▶ The task: Locate every line in the material below that contains the string "rush", treating uppercase and lowercase as distinct, and copy each such line in full.

▶ Excerpted records:
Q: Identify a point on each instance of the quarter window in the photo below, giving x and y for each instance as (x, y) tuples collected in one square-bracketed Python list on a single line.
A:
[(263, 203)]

--

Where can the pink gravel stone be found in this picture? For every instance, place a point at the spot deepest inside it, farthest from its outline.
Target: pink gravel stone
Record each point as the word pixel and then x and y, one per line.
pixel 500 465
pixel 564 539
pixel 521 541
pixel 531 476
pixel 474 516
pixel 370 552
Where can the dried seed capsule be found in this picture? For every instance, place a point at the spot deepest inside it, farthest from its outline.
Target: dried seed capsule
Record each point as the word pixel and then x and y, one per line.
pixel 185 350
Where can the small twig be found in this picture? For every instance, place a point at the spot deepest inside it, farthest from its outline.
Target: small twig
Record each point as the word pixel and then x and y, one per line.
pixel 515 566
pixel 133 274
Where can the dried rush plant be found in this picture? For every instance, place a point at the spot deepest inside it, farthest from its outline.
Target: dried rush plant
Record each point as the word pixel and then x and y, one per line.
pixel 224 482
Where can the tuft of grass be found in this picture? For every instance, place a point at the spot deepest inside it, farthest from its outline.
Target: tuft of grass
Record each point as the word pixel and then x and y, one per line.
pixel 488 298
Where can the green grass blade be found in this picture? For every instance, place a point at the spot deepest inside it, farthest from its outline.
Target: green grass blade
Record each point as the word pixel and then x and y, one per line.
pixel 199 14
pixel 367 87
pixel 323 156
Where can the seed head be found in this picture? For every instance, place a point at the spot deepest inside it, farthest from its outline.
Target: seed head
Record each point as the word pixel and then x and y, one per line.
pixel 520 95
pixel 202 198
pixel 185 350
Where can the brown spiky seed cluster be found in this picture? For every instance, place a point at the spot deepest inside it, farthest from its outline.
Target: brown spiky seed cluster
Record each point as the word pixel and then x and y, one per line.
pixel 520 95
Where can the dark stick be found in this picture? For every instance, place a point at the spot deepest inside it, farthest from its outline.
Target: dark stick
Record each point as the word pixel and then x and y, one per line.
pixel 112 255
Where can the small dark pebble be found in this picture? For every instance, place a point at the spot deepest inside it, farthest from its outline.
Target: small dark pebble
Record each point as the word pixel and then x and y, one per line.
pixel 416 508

▶ Solution:
Where can the dried rush plant be found in this picture? For every instance, place a point at the spot deepest inside it, farthest from its outline.
Target: dried rush plant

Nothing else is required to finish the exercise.